* [SUPPLIED RECORDS]
#####

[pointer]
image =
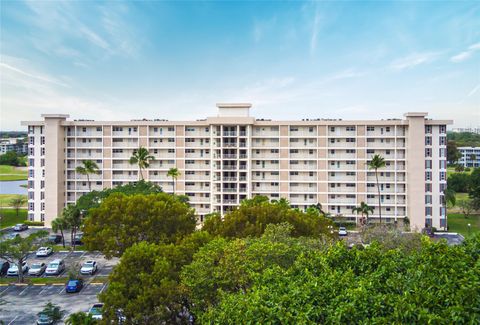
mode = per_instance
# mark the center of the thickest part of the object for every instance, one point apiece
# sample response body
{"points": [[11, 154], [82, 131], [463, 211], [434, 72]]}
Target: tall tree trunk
{"points": [[379, 197], [63, 237]]}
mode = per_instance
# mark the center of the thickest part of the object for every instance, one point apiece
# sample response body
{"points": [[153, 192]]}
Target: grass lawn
{"points": [[10, 173], [458, 223], [5, 199], [9, 217]]}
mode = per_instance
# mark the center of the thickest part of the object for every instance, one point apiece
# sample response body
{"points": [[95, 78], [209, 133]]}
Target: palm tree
{"points": [[376, 163], [89, 167], [364, 209], [173, 173], [142, 158], [60, 224]]}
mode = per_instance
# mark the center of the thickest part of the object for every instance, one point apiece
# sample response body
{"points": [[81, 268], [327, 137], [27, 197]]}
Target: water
{"points": [[13, 187]]}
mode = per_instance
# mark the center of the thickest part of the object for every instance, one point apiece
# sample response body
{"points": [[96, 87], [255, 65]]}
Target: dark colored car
{"points": [[55, 239], [4, 266], [74, 286], [44, 319]]}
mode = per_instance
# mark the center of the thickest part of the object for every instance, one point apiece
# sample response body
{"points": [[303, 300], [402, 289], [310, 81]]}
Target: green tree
{"points": [[453, 155], [152, 293], [376, 163], [350, 286], [253, 215], [17, 202], [80, 318], [16, 250], [365, 210], [121, 221], [60, 224], [94, 198], [53, 312], [73, 218], [141, 157], [174, 173], [88, 167]]}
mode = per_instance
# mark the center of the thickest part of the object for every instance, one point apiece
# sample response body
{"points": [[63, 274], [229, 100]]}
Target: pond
{"points": [[13, 187]]}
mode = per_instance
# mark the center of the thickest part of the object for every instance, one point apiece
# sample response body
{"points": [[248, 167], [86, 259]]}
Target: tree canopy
{"points": [[434, 284], [121, 221], [253, 215]]}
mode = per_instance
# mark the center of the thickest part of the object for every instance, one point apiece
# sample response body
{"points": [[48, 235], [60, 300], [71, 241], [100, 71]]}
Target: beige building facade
{"points": [[232, 156]]}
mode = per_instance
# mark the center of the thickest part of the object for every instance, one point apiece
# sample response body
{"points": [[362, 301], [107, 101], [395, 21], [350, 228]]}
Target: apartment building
{"points": [[232, 156], [470, 156]]}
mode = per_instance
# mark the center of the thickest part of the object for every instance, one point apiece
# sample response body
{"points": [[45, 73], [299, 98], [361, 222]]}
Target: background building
{"points": [[470, 156], [233, 156]]}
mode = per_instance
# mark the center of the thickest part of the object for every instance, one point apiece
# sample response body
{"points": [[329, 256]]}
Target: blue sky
{"points": [[291, 60]]}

#####

Write out all the entries word for word, but skip any images.

* [SOLUTION TO THIS TASK]
[pointer]
image =
mode = per_instance
# mark the center of the thickest part of the object for every instance, one point apiece
# sample response body
{"points": [[11, 154], [82, 131], [463, 211], [434, 72]]}
Target: tall tree trunk
{"points": [[379, 197], [63, 237]]}
mode = per_instance
# mark the center of the thickest part of the object for every instance, one point apiece
# sample response body
{"points": [[153, 192]]}
Target: grass lawn
{"points": [[10, 173], [458, 223], [5, 199], [9, 217]]}
mode = per_instance
# mark the center of the thickest part of the object for every instance, one point apiece
# sample response body
{"points": [[95, 78], [209, 133]]}
Target: palm tree
{"points": [[376, 163], [89, 167], [364, 209], [173, 173], [142, 158], [60, 224]]}
mode = per_instance
# mark the center of the thickest part of the object for every instance, one point apiece
# sample response body
{"points": [[81, 268], [327, 137], [27, 197]]}
Target: water
{"points": [[13, 187]]}
mode = per_instance
# mark the center of the thickest part of the object for every instance, one point apiece
# sample response body
{"points": [[96, 87], [255, 65]]}
Target: dark colored car
{"points": [[55, 239], [4, 266], [74, 286], [44, 319]]}
mode = per_instance
# mark the center of the thickest part of the object for every instance, one point apiece
# sample response body
{"points": [[303, 300], [402, 289], [310, 81]]}
Target: green tree
{"points": [[453, 155], [152, 293], [376, 163], [350, 286], [253, 215], [17, 202], [80, 318], [16, 250], [365, 210], [121, 221], [60, 224], [94, 198], [53, 312], [73, 218], [141, 157], [174, 173], [88, 167]]}
mode = per_instance
# mark the center of the thickest part of the object for every instance, one point apiece
# sample response body
{"points": [[63, 274], [229, 100]]}
Target: pond
{"points": [[13, 187]]}
mode = per_instance
# mark the center of the thickest part of the object for every instance, one point apiece
# sample response body
{"points": [[248, 167], [86, 259]]}
Target: tree canopy
{"points": [[434, 284], [121, 221], [253, 215]]}
mode = per_instance
# mark the center of the thickest part of the object for every instance, one point apiece
# sample response body
{"points": [[48, 235], [60, 300], [71, 241], [100, 71]]}
Target: beige building facade
{"points": [[232, 156]]}
mode = per_instance
# mark the center of the thickest part of the object for every instance, one point apiece
# sample response body
{"points": [[362, 301], [107, 101], [395, 21], [350, 228]]}
Target: apartment building
{"points": [[232, 156], [470, 156]]}
mode = per_instance
# mark the center of the thickest part of the object for every instance, one point apiece
# sample response body
{"points": [[45, 73], [299, 98], [361, 222]]}
Target: background building
{"points": [[470, 156], [233, 156]]}
mode = per_instance
# mark the center of the thickest part of the object for every instance, one point apiece
# sample response body
{"points": [[329, 256]]}
Target: blue sky
{"points": [[291, 60]]}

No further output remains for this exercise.